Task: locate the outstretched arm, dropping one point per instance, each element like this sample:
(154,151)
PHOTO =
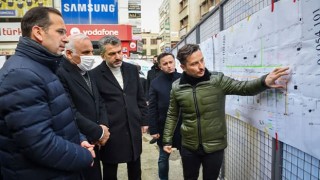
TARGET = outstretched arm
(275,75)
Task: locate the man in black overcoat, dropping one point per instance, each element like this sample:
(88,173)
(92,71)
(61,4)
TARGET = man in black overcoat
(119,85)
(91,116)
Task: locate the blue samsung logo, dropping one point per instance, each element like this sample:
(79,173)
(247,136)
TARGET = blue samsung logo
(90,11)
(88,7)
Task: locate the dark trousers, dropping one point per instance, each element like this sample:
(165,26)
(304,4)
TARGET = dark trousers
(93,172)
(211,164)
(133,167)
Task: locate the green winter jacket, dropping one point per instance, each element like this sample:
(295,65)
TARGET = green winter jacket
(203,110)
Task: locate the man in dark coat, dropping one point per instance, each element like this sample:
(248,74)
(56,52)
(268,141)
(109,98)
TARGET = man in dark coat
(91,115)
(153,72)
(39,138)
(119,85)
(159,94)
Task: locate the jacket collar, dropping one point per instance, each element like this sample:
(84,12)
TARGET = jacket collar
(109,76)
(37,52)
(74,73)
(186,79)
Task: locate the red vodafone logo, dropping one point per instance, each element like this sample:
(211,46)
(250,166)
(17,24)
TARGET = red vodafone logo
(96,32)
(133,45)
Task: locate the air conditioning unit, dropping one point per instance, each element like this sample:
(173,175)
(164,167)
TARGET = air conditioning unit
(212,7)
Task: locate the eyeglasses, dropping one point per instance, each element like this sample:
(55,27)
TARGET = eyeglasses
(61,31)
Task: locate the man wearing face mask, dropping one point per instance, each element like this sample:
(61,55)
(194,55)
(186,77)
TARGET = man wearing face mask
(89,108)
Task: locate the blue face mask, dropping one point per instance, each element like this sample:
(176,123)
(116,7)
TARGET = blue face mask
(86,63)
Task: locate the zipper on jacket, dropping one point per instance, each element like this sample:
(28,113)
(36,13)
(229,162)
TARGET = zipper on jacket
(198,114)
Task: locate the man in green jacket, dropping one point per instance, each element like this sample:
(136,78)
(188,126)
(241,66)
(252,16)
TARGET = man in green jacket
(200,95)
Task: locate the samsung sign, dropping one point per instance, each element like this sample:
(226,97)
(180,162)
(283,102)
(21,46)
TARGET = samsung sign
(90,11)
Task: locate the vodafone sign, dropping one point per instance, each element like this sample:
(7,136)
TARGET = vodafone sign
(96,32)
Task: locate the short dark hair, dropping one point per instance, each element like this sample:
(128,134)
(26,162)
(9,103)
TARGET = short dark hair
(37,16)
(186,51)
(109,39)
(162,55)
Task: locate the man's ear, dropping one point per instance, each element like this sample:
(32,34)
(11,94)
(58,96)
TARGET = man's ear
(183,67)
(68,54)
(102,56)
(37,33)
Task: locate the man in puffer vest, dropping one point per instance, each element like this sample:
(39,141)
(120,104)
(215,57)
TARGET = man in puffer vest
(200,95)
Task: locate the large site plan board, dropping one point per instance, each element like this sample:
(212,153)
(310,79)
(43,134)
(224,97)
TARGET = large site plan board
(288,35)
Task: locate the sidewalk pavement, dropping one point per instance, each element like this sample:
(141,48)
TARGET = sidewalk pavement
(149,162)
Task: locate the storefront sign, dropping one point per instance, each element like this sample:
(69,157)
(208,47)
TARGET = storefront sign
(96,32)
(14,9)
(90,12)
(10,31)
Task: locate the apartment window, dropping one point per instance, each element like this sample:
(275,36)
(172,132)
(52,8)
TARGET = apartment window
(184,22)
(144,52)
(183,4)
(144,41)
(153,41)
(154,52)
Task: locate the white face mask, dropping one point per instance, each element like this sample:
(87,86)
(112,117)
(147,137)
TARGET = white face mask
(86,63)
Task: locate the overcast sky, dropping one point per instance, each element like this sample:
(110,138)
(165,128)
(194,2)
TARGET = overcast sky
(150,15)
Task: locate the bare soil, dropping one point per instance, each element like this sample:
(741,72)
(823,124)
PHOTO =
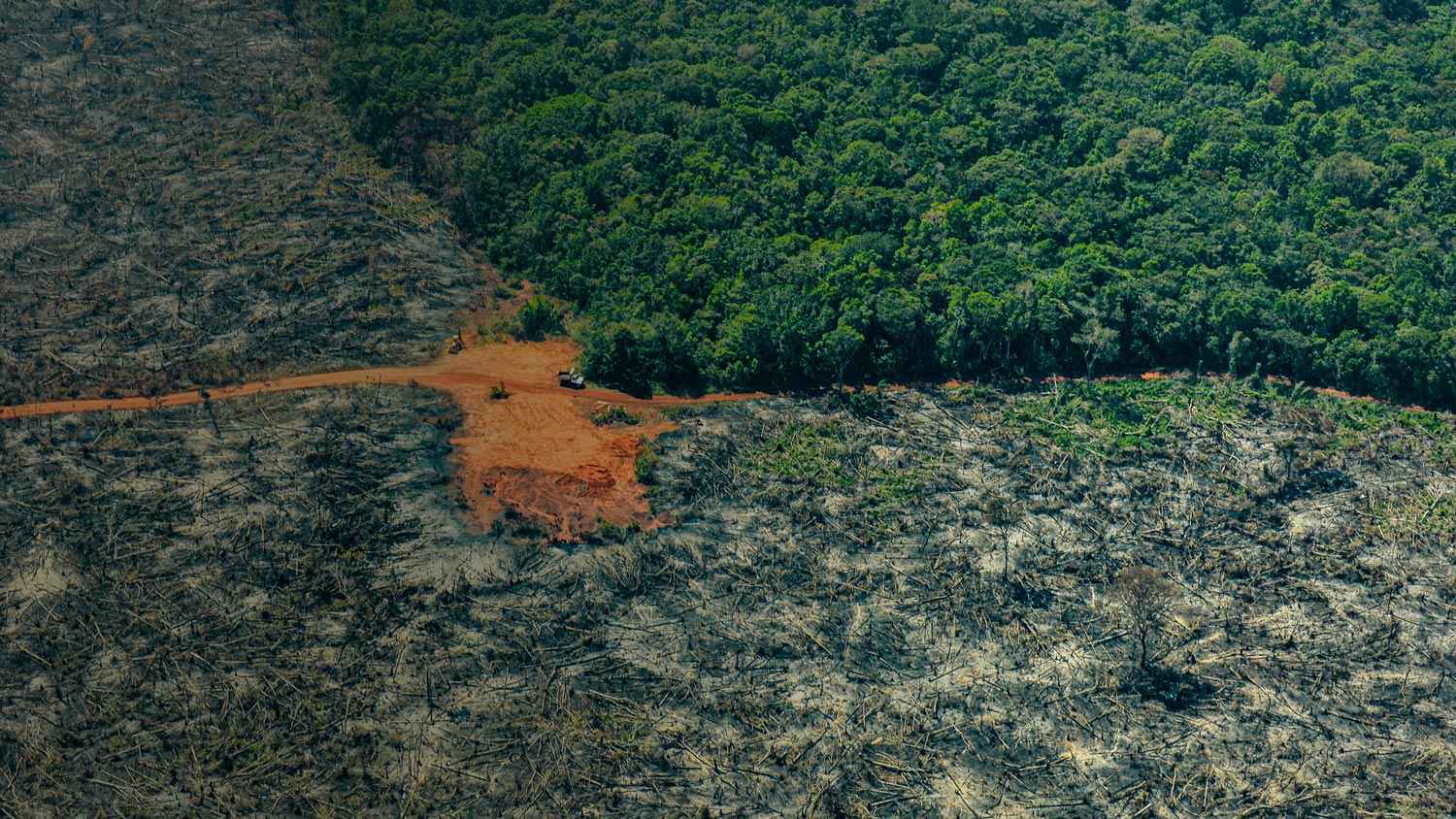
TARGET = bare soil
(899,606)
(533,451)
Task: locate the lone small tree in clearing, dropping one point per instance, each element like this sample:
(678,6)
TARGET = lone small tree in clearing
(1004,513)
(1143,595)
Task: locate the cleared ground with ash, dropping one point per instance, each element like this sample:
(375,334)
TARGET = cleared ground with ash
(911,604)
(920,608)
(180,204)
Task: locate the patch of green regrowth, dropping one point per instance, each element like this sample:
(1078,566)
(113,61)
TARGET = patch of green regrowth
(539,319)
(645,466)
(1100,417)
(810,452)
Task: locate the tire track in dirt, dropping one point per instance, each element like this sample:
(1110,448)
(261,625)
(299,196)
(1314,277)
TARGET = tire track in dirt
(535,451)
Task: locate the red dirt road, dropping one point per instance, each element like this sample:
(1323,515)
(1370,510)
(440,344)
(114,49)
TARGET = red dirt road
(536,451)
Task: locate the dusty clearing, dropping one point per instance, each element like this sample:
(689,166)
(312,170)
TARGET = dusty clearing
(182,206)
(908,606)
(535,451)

# 할 일:
위 자료의 모든 줄을 빈 줄은 빼고 '번호'와 '내용' 두 열로 된 마크다운 표로 출력하세요. 그림은 답에 넣지 마세요.

# 답변:
| 번호 | 내용 |
|---|---|
| 1 | Task: locate the outstretched arm, dropping one point per instance, each element like this sample: |
| 2 | (154,151) |
| 3 | PHOTO = |
| 4 | TARGET = outstretched arm |
| 5 | (275,75) |
| 6 | Task: locate the man in black overcoat, dropping one point per instance, each element like this sample: |
| 7 | (88,173) |
| 8 | (92,71) |
| 9 | (61,4) |
| 10 | TARGET = man in black overcoat |
| 11 | (119,85) |
| 12 | (91,116) |
| 13 | Task: locate the blue samsung logo, dropping one point per instance, each element like this sample: |
| 14 | (79,173) |
| 15 | (247,136) |
| 16 | TARGET = blue samsung logo |
| 17 | (90,11) |
| 18 | (88,7) |
| 19 | Task: locate the dark trousers, dropping one point per instance, each element like this sample: |
| 20 | (165,26) |
| 21 | (304,4) |
| 22 | TARGET = dark trousers |
| 23 | (93,172) |
| 24 | (211,164) |
| 25 | (133,167) |
| 26 | Task: locate the green winter jacket, dropping one point per instance, each element like this sample: |
| 27 | (295,65) |
| 28 | TARGET = green winter jacket |
| 29 | (203,110) |
| 30 | Task: locate the man in dark coat, dropping one point per instance, each element like this sample: |
| 31 | (248,74) |
| 32 | (56,52) |
| 33 | (268,141) |
| 34 | (109,98) |
| 35 | TARGET = man in dark coat |
| 36 | (91,115) |
| 37 | (153,72) |
| 38 | (39,138) |
| 39 | (119,85) |
| 40 | (159,94) |
| 41 | Task: locate the jacket collar, dropping one point per instance, each element like this sample: |
| 42 | (84,12) |
| 43 | TARGET = jacket collar |
| 44 | (109,76) |
| 45 | (37,52) |
| 46 | (74,73) |
| 47 | (186,79) |
| 48 | Task: locate the red vodafone logo, dropping one point per instance, each element like this sample: |
| 49 | (211,46) |
| 50 | (250,166) |
| 51 | (17,24) |
| 52 | TARGET = red vodafone logo |
| 53 | (96,32) |
| 54 | (133,45) |
| 55 | Task: locate the air conditioning unit, dropping one point per instance, each element like this sample: |
| 56 | (173,175) |
| 57 | (164,167) |
| 58 | TARGET = air conditioning unit |
| 59 | (212,7) |
| 60 | Task: locate the eyeglasses, dropping one point per instance, each element like this sample: |
| 61 | (55,27) |
| 62 | TARGET = eyeglasses |
| 63 | (61,31) |
| 64 | Task: locate the man wearing face mask, dropping one point per instance, each element like this sample: |
| 65 | (61,55) |
| 66 | (194,55) |
| 67 | (186,77) |
| 68 | TARGET = man wearing face mask |
| 69 | (89,108) |
| 70 | Task: locate the blue face mask, dropping one point per instance, each element like this sample: |
| 71 | (176,123) |
| 72 | (116,7) |
| 73 | TARGET = blue face mask |
| 74 | (86,63) |
| 75 | Task: locate the zipper on jacket, dropping one point per instance, each element like this sample: |
| 76 | (28,113) |
| 77 | (36,13) |
| 78 | (229,162) |
| 79 | TARGET = zipper on jacket |
| 80 | (198,114) |
| 81 | Task: locate the man in green jacket, dropping one point per instance, each element like this sample: |
| 82 | (136,78) |
| 83 | (188,126) |
| 84 | (241,66) |
| 85 | (252,16) |
| 86 | TARGET = man in green jacket |
| 87 | (200,95) |
| 88 | Task: locate the samsung sign, dropping one point per instance, each element like this sample: |
| 89 | (226,97) |
| 90 | (180,162) |
| 91 | (283,102) |
| 92 | (21,46) |
| 93 | TARGET = samsung sign |
| 94 | (90,11) |
| 95 | Task: locate the vodafone sign, dropping one point per instance, each element like this sample: |
| 96 | (7,136) |
| 97 | TARGET = vodafone sign |
| 98 | (96,32) |
| 99 | Task: locate the short dark hair, dropping one point per instance, each element like this sample: |
| 100 | (128,134) |
| 101 | (26,162) |
| 102 | (9,103) |
| 103 | TARGET = short dark hair |
| 104 | (37,16) |
| 105 | (186,51) |
| 106 | (109,39) |
| 107 | (162,55) |
| 108 | Task: locate the man's ear, dropping one point per instance, each element like this sample: |
| 109 | (32,34) |
| 110 | (11,94) |
| 111 | (58,96) |
| 112 | TARGET = man's ear |
| 113 | (183,67) |
| 114 | (68,54) |
| 115 | (102,56) |
| 116 | (37,33) |
| 117 | Task: locate the man in puffer vest, dropping one point per instance, each element like this sample: |
| 118 | (39,141) |
| 119 | (120,104) |
| 120 | (215,57) |
| 121 | TARGET = man in puffer vest |
| 122 | (200,95) |
| 123 | Task: locate the large site plan board, dropping one point per instance, each element like this sample: |
| 124 | (212,153) |
| 125 | (310,79) |
| 126 | (43,134) |
| 127 | (224,97) |
| 128 | TARGET = large site plan board |
| 129 | (288,35) |
| 130 | Task: locate the sidewalk pavement, dropping one point per instance, each element like this sample: |
| 131 | (141,48) |
| 132 | TARGET = sidewalk pavement |
| 133 | (149,162) |
| 134 | Task: locate the storefront sign, dropping one point per instance, each element like this sample: |
| 135 | (69,157) |
| 136 | (208,47) |
| 137 | TARGET = storefront sign |
| 138 | (96,32) |
| 139 | (14,9) |
| 140 | (90,12) |
| 141 | (10,31) |
| 142 | Task: locate the apartment window, dropping one point per instance, each element like this sample: |
| 143 | (275,36) |
| 144 | (172,132) |
| 145 | (52,8) |
| 146 | TARGET = apartment window |
| 147 | (184,22) |
| 148 | (144,52) |
| 149 | (183,4) |
| 150 | (144,41) |
| 151 | (153,41) |
| 152 | (154,52) |
| 153 | Task: locate the white face mask, dropping one point per instance, each element like this sample: |
| 154 | (87,86) |
| 155 | (112,117) |
| 156 | (147,137) |
| 157 | TARGET = white face mask |
| 158 | (86,63) |
| 159 | Task: locate the overcast sky, dropping one point per instance, each element like this sample: |
| 160 | (110,138) |
| 161 | (165,128) |
| 162 | (194,2) |
| 163 | TARGET = overcast sky |
| 164 | (150,15) |
| 165 | Task: locate the bare soil, dropping one point per instance, each element like this sample: |
| 166 | (741,72) |
| 167 | (823,124) |
| 168 | PHOTO = |
| 169 | TARGET = bare soil |
| 170 | (899,606) |
| 171 | (533,451) |
| 172 | Task: locate the lone small tree in clearing, dropping one point per instance, each element like this sample: |
| 173 | (678,6) |
| 174 | TARGET = lone small tree in clearing |
| 175 | (1004,513) |
| 176 | (1143,595) |
| 177 | Task: locate the cleared ground with ash, dropping one point per instance, each element like this sample: |
| 178 | (375,334) |
| 179 | TARGET = cleared ground with ash |
| 180 | (911,604) |
| 181 | (920,608) |
| 182 | (180,204) |
| 183 | Task: locate the patch of green regrowth, dropping one point per instance, each element like this sample: |
| 184 | (1078,566) |
| 185 | (113,61) |
| 186 | TARGET = patch of green regrowth |
| 187 | (539,319) |
| 188 | (645,466) |
| 189 | (1100,417) |
| 190 | (810,452) |
| 191 | Task: locate the tire track in dirt, dropping one point per instance, each element like this sample: |
| 192 | (1110,448) |
| 193 | (261,625) |
| 194 | (299,196) |
| 195 | (1314,277) |
| 196 | TARGET = tire track in dirt |
| 197 | (535,451) |
| 198 | Task: locate the red dirt road, dropping one point per instance, each element like this sample: |
| 199 | (1323,515) |
| 200 | (1370,510) |
| 201 | (440,344) |
| 202 | (114,49) |
| 203 | TARGET = red dirt road |
| 204 | (536,451) |
| 205 | Task: locate the dusty clearing, dropping one point per instance, each element like this sample: |
| 206 | (689,166) |
| 207 | (312,170) |
| 208 | TARGET = dusty clearing |
| 209 | (182,206) |
| 210 | (908,606) |
| 211 | (535,451) |